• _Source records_

= Beginning of Section =

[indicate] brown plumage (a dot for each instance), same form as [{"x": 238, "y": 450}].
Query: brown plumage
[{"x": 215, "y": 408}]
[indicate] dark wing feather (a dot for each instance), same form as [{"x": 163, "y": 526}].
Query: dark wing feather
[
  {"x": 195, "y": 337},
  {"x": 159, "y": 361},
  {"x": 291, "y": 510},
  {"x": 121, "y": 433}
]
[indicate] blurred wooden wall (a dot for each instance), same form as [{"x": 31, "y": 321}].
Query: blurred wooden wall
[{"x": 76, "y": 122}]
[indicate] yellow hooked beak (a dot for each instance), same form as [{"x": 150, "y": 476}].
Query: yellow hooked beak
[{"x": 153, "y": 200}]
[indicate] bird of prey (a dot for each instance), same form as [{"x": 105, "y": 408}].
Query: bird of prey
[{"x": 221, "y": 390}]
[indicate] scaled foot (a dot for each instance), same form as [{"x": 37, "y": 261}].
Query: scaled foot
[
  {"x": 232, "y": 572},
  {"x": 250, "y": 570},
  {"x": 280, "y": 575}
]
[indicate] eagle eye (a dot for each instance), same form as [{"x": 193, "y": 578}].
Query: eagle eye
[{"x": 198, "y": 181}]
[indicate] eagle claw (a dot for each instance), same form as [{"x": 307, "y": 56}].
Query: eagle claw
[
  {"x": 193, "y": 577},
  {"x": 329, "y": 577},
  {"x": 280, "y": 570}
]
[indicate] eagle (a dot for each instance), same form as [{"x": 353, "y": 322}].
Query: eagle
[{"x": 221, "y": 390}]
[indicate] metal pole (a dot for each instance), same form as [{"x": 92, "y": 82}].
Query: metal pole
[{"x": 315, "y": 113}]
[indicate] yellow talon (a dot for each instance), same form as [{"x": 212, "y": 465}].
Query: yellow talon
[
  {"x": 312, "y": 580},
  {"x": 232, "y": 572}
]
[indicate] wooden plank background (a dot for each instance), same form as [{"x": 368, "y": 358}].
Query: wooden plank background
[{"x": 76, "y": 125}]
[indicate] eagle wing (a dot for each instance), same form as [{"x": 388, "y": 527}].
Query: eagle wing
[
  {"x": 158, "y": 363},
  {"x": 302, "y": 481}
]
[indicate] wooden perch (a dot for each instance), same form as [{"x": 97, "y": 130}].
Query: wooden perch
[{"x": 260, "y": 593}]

= End of Section =

• _AIM OF THE EXERCISE_
Repeat all the records. Match each line exactly.

• _SOLUTION TO THE PROBLEM_
[indicate] brown plumage (a dot for each instance), same form as [{"x": 238, "y": 450}].
Query: brown plumage
[{"x": 215, "y": 408}]
[indicate] dark wing feather (a dot for each instance), same form as [{"x": 163, "y": 526}].
Query: dark wing feather
[
  {"x": 195, "y": 337},
  {"x": 159, "y": 361},
  {"x": 291, "y": 510},
  {"x": 121, "y": 433}
]
[indicate] blurred wooden wall (a dot for each instance), same form as [{"x": 31, "y": 321}].
Query: blurred wooden wall
[{"x": 76, "y": 122}]
[indicate] yellow hooked beak (a dot for each instance), same form as [{"x": 150, "y": 476}].
Query: yellow hooked beak
[{"x": 153, "y": 200}]
[indicate] bird of prey (a dot for each instance), same form as [{"x": 105, "y": 408}].
Query: bird of prey
[{"x": 221, "y": 390}]
[indicate] scaled foot (a dot for each instance), same form as [{"x": 37, "y": 261}].
Query: scaled foot
[
  {"x": 232, "y": 572},
  {"x": 250, "y": 570},
  {"x": 280, "y": 575}
]
[indicate] eagle eye (a dot for each instance), same form as [{"x": 193, "y": 578}].
Query: eagle eye
[{"x": 198, "y": 181}]
[indicate] eagle claw (a dot for each instance), same form as [{"x": 307, "y": 56}].
Query: eagle claw
[
  {"x": 193, "y": 577},
  {"x": 329, "y": 577},
  {"x": 280, "y": 570}
]
[indicate] eagle (a dot for each instance), same form as [{"x": 353, "y": 322}].
Query: eagle
[{"x": 221, "y": 390}]
[indicate] metal pole (a dot for each instance), same form as [{"x": 92, "y": 82}].
Query: metal pole
[{"x": 315, "y": 113}]
[indicate] yellow talon (a dot for each instance), same form as [{"x": 212, "y": 465}].
Query: yellow talon
[
  {"x": 312, "y": 580},
  {"x": 232, "y": 572}
]
[indicate] wooden plank background (a dot for each instance), same form as [{"x": 368, "y": 358}].
Query: wooden plank background
[{"x": 76, "y": 125}]
[indicate] eagle wing (a dot for each instance), same form as [{"x": 388, "y": 527}].
Query: eagle wing
[
  {"x": 158, "y": 363},
  {"x": 302, "y": 481}
]
[indicate] wooden perch (a dot for each instance), same form as [{"x": 97, "y": 130}].
Query: wooden perch
[{"x": 260, "y": 593}]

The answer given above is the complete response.